§ **To be done**:
1. In the forum thread about the 2006 Maxima key, where does the car have to be towed to be unlocked after it goes into "lock mode"?
2. Echo the forum thread about the 2006 Maxima key word for word from "## metro273 (Sep" to "Now you decide!...".

§ **Text extract**:
☆ ☆ ☆ ☆ ☆ ☆ ☆

# 2006 Maxima Key



## MJTech12 (Feb 2, 2009)

Hi Everyone,

Can anyone tell me if the key to my 2006 Maxima has the chip in it i would like to get a copy made and i dont want to spend what the dealer wants to do it for Thanks Paul


----------



## Jeff (Oct 17, 2002)

Get a copy made and try using only that key to start/drive your Maxima. I'm willing to bet it does have the chip in it.


----------



## metro273 (Sep 16, 2005)

It does have a chip in it. If you don't program that key and one day you forget that you didn't program it and you accidentally mix the keys and you try to use the unprogrammed key to start your Maxima, you are gonna put your car into "lock mode". What is this you ask?

If you try to put your other programmed key in to start the car, it won't cause you put it into "lock mode". Now you have to tow your car, to a Nissan dealership to get it "unlocked". 

Now it cost you more money cause you don't wanna pay what the dealership wants! Now you decide!...


----------



## MJTech12 (Feb 2, 2009)

metro273 said:


> It does have a chip in it. If you don't program that key and one day you forget that you didn't program it and you accidentally mix the keys and you try to use the unprogrammed key to start your Maxima, you are gonna put your car into "lock mode". What is this you ask?

☆ ☆ ☆ ☆ ☆ ☆ ☆

Coordinate labeling data:
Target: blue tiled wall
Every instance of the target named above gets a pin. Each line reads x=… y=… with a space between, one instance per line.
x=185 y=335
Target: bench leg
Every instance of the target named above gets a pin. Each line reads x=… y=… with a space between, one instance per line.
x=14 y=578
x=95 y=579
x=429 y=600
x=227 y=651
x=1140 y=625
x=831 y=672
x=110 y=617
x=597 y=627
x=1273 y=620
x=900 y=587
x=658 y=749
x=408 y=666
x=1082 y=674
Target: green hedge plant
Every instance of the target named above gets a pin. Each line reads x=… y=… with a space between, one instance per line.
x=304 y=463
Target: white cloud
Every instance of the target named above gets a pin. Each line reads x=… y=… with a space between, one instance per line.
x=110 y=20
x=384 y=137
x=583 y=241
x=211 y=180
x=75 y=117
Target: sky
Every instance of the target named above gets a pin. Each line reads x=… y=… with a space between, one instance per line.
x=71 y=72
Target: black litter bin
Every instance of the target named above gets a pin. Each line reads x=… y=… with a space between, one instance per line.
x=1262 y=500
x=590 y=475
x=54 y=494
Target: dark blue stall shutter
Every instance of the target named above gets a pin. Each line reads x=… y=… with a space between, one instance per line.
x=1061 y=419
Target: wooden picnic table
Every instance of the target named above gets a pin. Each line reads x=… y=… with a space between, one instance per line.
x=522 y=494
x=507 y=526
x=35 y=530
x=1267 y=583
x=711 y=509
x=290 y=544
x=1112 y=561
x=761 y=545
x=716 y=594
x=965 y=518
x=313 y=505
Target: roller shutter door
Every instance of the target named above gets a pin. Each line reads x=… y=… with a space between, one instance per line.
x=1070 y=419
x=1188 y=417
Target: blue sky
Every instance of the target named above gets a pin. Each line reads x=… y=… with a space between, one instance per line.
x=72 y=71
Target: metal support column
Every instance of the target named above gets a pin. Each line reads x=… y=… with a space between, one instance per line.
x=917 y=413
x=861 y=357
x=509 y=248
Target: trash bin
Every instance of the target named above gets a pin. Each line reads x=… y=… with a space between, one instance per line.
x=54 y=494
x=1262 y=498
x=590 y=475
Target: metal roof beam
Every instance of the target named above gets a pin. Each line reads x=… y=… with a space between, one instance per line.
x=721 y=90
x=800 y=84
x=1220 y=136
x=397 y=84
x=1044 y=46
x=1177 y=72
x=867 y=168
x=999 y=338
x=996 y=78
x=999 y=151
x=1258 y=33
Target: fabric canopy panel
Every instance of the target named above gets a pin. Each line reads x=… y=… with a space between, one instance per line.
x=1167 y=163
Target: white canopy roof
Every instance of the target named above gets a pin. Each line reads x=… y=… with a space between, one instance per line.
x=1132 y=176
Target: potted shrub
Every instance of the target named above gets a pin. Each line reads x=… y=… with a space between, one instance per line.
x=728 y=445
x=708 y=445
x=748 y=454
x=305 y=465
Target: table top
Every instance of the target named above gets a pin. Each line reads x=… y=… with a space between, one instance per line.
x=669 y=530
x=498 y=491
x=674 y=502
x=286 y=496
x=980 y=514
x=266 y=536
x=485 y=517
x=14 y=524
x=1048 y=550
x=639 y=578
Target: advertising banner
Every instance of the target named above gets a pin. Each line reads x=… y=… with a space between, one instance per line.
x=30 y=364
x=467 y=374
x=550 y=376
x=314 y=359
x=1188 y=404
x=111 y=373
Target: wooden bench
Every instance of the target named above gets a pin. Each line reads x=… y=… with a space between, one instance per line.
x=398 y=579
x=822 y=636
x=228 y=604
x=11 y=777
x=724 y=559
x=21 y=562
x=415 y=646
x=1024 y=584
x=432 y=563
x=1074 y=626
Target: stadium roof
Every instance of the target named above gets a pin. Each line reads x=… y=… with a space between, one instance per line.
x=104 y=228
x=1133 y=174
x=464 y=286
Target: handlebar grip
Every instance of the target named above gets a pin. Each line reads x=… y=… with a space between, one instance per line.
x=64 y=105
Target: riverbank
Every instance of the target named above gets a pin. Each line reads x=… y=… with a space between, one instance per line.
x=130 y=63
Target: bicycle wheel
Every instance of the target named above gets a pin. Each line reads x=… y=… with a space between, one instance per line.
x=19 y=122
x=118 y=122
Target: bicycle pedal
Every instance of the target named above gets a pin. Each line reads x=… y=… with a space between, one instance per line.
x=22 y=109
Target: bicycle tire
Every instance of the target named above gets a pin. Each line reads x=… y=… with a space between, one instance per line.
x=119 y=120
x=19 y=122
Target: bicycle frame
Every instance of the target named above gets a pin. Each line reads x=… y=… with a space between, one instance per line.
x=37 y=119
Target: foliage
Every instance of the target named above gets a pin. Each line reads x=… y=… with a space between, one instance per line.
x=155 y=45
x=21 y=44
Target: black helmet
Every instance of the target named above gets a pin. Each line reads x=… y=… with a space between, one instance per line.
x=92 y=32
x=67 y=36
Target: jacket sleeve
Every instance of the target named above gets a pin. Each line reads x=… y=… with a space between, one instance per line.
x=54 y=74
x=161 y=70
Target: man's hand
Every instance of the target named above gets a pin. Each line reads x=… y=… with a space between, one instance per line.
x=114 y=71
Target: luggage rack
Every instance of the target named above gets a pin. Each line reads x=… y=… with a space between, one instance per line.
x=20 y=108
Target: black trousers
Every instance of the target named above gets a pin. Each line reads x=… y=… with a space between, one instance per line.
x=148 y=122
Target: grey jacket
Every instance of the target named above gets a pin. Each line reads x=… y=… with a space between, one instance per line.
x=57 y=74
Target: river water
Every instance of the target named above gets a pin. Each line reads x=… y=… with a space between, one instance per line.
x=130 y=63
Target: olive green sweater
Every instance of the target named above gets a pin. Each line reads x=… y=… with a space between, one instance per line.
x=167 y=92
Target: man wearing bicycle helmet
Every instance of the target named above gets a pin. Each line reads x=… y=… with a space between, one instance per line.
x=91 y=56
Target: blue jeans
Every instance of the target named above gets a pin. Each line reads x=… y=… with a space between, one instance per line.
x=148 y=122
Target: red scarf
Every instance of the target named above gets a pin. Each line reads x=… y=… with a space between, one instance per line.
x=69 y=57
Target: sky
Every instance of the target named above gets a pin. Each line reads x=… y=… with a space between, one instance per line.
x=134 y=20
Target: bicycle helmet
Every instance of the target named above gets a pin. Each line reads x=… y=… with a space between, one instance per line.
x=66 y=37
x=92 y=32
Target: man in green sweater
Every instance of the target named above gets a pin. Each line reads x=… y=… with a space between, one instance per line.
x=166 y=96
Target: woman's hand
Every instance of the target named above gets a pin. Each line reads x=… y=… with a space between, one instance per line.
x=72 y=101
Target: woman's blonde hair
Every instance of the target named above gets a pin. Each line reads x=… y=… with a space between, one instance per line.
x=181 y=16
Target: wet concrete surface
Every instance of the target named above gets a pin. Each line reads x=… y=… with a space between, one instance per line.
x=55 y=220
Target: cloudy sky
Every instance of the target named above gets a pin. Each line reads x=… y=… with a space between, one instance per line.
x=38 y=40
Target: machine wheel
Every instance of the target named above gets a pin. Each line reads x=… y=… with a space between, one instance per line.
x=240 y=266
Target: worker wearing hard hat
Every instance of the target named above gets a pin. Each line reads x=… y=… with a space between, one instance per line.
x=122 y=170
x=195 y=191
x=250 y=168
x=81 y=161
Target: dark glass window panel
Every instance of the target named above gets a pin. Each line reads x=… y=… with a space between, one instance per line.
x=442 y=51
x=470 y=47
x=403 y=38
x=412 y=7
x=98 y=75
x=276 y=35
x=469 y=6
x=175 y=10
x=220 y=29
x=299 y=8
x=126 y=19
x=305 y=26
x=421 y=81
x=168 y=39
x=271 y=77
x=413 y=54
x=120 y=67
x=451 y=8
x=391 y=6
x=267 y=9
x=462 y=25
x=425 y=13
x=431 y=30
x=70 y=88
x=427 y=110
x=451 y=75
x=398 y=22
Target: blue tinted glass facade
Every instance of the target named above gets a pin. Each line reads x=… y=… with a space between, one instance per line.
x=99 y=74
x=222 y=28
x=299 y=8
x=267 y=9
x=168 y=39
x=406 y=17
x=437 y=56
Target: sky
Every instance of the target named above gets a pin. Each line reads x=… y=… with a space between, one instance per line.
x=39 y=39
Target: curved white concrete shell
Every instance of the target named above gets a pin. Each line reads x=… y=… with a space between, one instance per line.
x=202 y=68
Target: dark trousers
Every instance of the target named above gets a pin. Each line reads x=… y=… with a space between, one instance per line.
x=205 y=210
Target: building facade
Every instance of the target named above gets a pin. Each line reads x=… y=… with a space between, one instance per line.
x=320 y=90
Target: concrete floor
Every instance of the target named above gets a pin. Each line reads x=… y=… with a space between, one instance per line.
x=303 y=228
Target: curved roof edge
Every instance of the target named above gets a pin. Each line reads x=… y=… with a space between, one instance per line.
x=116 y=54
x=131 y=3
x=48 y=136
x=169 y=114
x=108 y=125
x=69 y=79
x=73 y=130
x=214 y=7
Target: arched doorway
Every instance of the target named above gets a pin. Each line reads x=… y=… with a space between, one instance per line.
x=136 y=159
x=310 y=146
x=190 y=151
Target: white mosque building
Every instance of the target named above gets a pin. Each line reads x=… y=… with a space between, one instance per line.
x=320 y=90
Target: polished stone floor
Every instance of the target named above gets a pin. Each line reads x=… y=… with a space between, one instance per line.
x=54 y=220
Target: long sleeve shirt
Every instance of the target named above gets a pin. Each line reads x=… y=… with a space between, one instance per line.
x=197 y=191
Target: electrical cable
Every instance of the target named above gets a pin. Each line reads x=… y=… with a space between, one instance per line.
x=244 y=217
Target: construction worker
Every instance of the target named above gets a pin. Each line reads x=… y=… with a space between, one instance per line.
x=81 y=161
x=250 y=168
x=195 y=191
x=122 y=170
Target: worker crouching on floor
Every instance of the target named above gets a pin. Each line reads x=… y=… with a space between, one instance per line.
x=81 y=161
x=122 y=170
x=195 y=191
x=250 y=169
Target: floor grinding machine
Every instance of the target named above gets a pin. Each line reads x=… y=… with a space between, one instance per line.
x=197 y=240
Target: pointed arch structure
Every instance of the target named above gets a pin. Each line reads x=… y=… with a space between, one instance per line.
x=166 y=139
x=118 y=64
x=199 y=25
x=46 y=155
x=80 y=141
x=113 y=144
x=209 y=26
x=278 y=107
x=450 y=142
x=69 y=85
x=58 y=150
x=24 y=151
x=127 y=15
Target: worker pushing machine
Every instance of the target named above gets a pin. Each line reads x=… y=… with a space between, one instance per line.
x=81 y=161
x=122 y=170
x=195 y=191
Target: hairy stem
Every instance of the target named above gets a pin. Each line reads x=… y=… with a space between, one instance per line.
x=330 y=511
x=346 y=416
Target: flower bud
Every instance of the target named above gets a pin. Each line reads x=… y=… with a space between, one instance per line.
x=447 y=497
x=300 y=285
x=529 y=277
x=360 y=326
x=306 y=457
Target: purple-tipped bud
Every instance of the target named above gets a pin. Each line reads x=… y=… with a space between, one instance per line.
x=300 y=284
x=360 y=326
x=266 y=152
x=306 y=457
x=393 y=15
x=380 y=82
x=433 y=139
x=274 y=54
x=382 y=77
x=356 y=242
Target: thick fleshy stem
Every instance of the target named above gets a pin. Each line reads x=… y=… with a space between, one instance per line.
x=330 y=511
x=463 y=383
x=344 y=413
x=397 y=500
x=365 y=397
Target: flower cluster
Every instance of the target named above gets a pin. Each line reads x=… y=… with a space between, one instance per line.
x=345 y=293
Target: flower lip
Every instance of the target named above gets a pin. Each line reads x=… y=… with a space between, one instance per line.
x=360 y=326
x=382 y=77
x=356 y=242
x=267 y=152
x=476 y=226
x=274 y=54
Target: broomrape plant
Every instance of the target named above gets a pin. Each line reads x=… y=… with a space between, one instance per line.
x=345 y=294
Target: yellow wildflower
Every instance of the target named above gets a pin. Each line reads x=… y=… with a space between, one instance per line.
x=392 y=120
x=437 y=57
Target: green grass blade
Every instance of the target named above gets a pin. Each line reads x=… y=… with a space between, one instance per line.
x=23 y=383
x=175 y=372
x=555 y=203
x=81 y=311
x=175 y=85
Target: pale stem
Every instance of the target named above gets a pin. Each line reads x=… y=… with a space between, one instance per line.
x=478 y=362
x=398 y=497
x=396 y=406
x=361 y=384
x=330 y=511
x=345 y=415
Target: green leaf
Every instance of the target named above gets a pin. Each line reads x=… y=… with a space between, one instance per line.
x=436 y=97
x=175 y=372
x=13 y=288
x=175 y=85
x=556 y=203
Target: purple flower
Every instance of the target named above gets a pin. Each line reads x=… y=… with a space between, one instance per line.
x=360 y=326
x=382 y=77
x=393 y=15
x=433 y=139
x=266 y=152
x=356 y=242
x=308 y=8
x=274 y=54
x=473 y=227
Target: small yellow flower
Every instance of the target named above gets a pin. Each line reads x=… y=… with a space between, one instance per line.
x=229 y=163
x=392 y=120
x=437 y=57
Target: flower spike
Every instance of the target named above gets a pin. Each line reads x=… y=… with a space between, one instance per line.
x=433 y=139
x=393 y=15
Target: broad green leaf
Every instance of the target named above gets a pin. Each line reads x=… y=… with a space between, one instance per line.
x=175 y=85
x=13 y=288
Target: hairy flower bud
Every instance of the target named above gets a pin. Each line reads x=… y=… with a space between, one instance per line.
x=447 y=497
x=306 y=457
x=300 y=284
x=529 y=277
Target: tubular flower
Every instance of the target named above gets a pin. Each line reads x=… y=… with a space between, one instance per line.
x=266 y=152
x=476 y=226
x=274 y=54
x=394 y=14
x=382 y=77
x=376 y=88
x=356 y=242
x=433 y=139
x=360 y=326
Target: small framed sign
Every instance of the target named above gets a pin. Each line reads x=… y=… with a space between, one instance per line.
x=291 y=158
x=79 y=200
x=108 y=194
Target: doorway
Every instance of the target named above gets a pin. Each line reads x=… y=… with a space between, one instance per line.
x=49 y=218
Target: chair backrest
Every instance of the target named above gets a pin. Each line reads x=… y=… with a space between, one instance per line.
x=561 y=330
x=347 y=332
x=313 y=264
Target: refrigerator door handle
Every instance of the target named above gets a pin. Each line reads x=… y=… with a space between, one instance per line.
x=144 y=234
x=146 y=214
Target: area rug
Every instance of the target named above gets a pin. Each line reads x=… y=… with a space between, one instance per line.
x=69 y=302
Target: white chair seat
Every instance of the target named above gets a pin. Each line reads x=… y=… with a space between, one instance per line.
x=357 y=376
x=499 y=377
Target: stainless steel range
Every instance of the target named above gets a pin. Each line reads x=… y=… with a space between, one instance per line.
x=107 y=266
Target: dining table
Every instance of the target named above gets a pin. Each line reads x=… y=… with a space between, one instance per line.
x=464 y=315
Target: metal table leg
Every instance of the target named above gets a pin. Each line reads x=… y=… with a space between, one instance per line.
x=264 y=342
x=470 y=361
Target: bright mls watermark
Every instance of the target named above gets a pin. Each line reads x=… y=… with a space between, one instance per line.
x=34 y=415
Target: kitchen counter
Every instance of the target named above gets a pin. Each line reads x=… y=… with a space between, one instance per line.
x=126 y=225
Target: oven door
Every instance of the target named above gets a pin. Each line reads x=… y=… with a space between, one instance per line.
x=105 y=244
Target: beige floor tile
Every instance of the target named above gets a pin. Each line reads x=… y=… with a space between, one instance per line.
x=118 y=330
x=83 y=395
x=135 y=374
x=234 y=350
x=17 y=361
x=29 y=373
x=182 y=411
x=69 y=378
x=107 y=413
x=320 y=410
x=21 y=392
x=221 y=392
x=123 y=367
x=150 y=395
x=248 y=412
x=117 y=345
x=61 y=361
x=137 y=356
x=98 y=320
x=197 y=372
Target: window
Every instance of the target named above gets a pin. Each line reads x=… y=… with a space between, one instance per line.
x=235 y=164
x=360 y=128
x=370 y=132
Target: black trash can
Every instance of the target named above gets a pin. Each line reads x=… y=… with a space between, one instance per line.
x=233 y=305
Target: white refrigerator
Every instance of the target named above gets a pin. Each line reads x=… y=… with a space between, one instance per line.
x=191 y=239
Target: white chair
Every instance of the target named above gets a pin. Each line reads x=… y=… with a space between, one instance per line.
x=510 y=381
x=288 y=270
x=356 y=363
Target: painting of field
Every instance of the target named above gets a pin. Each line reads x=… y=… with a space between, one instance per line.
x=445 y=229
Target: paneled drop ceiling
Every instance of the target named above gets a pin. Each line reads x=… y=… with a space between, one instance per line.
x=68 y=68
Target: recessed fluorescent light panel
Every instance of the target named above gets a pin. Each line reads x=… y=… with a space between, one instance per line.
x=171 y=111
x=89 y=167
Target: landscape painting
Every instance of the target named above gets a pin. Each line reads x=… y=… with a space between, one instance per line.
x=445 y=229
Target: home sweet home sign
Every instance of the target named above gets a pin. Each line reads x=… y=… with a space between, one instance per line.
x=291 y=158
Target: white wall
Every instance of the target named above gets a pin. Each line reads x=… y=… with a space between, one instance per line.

☆ ☆ ☆ ☆ ☆ ☆ ☆

§ **Task-by-task solutions**:
1. To a Nissan dealership.

2.
## metro273 (Sep 16, 2005)

It does have a chip in it. If you don't program that key and one day you forget that you didn't program it and you accidentally mix the keys and you try to use the unprogrammed key to start your Maxima, you are gonna put your car into "lock mode". What is this you ask?

If you try to put your other programmed key in to start the car, it won't cause you put it into "lock mode". Now you have to tow your car, to a Nissan dealership to get it "unlocked". 

Now it cost you more money cause you don't wanna pay what the dealership wants! Now you decide!...